## Stated exercise
Please output exactly the run of lines that starts at the line with "point: headlight |" and ends at the last line of the records below.

## Supplied records
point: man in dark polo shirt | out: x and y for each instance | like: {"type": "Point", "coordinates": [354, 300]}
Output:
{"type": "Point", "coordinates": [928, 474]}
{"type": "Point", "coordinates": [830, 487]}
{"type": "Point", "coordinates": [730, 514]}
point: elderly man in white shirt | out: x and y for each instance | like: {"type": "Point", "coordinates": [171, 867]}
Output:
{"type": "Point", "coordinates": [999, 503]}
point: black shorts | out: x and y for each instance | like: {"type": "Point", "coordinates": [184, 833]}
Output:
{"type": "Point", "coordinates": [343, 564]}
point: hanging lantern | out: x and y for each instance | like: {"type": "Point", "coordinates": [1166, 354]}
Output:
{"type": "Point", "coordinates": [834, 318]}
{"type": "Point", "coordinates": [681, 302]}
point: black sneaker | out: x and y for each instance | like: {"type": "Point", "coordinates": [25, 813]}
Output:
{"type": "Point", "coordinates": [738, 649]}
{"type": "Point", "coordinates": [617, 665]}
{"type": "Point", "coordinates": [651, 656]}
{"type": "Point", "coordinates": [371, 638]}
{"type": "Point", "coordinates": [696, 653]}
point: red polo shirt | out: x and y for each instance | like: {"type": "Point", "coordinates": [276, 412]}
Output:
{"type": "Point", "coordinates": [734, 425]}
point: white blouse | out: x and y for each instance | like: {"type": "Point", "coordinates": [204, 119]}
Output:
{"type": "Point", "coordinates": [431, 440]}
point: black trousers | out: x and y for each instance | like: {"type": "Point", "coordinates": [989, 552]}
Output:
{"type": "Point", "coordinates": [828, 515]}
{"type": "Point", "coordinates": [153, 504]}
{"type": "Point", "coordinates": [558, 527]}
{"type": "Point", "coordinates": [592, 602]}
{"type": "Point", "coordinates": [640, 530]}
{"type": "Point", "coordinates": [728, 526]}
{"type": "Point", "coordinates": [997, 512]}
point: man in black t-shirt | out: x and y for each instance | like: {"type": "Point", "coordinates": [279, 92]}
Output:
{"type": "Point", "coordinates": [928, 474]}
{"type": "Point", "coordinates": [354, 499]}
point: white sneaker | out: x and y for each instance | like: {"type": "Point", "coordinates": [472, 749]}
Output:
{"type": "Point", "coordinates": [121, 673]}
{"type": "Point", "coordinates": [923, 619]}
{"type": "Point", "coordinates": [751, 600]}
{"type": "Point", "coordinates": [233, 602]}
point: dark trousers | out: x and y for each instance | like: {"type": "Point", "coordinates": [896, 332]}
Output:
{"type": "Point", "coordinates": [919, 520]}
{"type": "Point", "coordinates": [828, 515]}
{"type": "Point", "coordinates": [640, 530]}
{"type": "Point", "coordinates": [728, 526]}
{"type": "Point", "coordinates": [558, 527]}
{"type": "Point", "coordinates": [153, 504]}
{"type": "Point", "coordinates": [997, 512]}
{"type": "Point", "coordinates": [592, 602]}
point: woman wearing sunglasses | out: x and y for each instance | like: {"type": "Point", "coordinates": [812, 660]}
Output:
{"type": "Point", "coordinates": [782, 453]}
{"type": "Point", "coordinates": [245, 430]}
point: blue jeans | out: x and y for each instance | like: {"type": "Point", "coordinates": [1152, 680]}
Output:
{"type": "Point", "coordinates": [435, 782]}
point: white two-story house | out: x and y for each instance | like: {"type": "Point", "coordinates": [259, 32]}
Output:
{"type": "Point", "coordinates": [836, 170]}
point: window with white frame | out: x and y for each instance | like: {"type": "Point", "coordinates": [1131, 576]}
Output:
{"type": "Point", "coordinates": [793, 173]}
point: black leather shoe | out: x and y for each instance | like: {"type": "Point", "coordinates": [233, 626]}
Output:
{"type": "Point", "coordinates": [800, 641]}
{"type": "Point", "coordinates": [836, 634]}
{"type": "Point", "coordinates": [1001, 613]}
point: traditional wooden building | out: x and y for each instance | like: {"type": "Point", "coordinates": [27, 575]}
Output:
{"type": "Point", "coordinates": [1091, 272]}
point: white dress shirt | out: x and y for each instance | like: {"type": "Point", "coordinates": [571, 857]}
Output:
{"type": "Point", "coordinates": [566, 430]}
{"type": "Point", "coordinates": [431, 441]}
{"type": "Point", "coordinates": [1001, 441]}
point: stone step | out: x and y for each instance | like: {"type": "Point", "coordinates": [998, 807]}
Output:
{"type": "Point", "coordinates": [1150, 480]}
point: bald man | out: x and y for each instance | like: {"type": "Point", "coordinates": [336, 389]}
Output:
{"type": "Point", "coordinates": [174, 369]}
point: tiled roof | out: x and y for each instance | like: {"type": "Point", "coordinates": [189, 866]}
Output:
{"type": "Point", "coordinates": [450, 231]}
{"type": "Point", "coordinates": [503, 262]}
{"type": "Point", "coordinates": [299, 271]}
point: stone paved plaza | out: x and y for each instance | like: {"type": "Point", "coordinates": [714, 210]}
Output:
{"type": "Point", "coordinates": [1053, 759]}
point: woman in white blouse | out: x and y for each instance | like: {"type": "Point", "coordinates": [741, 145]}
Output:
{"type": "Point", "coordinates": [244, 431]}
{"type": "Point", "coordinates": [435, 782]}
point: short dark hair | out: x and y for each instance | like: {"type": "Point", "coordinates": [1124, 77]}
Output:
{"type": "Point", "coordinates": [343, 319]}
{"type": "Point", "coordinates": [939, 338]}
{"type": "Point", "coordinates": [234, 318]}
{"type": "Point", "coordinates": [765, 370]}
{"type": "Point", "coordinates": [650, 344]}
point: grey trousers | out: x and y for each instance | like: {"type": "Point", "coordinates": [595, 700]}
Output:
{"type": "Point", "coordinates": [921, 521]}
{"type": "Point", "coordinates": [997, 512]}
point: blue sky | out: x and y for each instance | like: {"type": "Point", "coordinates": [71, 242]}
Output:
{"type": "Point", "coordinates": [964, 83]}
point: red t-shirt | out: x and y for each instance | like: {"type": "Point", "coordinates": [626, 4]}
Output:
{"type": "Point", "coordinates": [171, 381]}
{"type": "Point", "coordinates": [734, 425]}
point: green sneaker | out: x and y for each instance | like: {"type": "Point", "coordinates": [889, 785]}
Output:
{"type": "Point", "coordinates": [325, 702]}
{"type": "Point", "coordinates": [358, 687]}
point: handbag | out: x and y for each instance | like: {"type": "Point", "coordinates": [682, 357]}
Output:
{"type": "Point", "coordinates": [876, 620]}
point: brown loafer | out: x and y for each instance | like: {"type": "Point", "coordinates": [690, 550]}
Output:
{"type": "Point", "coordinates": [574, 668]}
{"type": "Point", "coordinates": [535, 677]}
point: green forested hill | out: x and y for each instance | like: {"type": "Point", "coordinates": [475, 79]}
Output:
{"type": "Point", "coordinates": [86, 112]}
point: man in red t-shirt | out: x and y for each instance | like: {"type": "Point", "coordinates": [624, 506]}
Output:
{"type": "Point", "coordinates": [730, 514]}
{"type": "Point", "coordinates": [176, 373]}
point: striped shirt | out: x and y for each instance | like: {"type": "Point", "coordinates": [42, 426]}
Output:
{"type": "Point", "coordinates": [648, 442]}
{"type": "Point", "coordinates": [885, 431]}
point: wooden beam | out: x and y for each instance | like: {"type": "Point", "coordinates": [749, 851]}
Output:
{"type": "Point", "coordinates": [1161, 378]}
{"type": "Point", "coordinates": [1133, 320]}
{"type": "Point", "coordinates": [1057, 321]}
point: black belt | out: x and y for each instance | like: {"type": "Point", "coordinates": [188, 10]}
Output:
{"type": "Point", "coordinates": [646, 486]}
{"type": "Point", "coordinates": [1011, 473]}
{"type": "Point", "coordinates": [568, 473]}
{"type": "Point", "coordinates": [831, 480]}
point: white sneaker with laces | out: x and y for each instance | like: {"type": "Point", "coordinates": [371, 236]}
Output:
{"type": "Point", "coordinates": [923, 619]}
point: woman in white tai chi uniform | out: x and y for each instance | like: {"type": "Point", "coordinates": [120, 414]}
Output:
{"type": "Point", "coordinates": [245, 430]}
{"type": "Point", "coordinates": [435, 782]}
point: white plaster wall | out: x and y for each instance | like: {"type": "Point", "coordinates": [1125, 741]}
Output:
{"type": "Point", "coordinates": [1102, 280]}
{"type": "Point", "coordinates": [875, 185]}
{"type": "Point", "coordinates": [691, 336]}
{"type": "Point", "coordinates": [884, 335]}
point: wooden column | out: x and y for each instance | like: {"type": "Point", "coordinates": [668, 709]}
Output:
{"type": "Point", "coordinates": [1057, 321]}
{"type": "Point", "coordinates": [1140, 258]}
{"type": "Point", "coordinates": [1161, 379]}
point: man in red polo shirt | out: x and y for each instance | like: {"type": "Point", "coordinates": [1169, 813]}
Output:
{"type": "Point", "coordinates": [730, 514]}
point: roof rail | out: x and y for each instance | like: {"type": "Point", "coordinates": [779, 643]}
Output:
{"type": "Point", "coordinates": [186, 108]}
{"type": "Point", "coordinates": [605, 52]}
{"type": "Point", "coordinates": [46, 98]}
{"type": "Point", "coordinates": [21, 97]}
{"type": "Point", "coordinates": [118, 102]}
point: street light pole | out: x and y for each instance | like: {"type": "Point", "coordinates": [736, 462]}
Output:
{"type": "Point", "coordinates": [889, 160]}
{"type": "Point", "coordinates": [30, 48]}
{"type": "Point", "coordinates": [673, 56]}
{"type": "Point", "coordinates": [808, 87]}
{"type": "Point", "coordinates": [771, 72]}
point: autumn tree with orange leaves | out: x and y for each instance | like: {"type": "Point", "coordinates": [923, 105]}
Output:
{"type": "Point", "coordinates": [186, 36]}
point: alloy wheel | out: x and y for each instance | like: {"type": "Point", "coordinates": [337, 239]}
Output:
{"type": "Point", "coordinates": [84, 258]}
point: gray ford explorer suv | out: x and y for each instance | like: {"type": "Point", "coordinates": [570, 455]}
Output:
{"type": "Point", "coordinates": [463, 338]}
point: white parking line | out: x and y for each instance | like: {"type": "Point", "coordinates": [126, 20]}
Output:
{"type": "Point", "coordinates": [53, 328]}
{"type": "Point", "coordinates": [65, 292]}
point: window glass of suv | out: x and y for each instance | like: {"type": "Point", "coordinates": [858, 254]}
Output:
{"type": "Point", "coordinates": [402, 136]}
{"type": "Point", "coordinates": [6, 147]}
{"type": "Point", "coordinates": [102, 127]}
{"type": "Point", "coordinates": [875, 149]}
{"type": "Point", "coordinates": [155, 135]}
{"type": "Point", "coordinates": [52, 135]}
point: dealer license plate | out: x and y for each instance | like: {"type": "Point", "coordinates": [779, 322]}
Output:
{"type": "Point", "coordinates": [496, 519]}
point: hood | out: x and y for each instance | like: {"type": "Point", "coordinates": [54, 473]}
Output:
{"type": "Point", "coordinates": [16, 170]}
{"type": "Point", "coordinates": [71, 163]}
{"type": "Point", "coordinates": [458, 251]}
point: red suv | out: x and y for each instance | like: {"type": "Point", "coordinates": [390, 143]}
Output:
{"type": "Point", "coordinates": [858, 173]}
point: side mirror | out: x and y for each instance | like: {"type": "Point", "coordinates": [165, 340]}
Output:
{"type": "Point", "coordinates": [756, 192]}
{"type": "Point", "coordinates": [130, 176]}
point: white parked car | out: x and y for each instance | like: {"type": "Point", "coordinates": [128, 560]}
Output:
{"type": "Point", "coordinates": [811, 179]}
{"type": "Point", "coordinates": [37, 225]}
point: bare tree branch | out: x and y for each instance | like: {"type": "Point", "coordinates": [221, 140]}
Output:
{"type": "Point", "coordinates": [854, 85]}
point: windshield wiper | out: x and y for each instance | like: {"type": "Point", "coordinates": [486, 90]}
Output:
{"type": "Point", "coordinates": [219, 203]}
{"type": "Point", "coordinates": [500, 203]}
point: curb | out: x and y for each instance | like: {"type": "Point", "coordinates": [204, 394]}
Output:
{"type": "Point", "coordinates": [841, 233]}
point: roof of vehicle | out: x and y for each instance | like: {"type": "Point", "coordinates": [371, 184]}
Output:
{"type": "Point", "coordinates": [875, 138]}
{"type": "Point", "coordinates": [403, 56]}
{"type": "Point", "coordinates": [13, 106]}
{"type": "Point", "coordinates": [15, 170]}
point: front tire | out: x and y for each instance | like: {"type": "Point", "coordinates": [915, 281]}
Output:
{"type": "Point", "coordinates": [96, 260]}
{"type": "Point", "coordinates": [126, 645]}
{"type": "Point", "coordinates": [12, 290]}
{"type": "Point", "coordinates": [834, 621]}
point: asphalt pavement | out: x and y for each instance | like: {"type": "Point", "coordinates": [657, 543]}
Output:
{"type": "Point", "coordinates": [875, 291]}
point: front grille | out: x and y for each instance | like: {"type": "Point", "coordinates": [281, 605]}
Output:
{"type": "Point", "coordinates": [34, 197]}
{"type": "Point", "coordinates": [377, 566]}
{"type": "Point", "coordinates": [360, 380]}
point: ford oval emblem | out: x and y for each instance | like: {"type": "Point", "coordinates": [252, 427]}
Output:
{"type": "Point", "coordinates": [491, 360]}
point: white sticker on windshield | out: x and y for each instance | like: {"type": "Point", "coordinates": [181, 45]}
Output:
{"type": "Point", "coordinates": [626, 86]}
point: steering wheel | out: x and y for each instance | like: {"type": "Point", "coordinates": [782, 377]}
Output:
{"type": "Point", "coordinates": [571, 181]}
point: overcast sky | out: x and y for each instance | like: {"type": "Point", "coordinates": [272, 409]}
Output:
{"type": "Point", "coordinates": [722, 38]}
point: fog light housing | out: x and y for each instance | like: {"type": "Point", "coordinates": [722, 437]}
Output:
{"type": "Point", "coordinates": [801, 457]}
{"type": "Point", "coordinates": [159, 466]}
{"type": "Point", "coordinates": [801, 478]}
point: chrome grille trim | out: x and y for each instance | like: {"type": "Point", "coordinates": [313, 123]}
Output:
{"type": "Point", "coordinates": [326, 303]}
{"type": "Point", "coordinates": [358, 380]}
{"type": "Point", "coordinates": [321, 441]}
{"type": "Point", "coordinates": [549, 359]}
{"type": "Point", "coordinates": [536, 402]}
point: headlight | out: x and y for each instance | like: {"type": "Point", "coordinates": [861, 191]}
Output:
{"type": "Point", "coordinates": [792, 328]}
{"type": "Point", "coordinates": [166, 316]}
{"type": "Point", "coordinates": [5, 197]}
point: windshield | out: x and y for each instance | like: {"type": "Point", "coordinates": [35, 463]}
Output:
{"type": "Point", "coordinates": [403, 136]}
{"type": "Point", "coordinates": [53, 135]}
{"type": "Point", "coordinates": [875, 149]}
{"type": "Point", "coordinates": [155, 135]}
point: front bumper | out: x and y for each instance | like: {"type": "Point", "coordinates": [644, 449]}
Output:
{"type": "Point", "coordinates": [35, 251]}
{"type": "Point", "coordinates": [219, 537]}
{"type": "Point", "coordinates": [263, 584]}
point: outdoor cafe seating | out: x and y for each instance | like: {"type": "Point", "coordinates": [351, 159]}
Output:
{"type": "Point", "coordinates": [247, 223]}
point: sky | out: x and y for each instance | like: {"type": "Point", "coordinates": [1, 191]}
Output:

## Solution for this task
point: headlight | out: x and y for each instance | like: {"type": "Point", "coordinates": [861, 191]}
Output:
{"type": "Point", "coordinates": [792, 328]}
{"type": "Point", "coordinates": [166, 316]}
{"type": "Point", "coordinates": [5, 197]}
point: windshield | out: x and y for each instance | like: {"type": "Point", "coordinates": [35, 463]}
Output:
{"type": "Point", "coordinates": [403, 136]}
{"type": "Point", "coordinates": [53, 135]}
{"type": "Point", "coordinates": [875, 149]}
{"type": "Point", "coordinates": [155, 135]}
point: front bumper | out: x and y for each instance | like: {"type": "Point", "coordinates": [644, 449]}
Output:
{"type": "Point", "coordinates": [35, 251]}
{"type": "Point", "coordinates": [219, 537]}
{"type": "Point", "coordinates": [263, 584]}
point: outdoor cafe seating | out: x and y for each instance | like: {"type": "Point", "coordinates": [351, 159]}
Output:
{"type": "Point", "coordinates": [247, 223]}
point: sky | out: x and y for each instance | like: {"type": "Point", "coordinates": [1, 191]}
Output:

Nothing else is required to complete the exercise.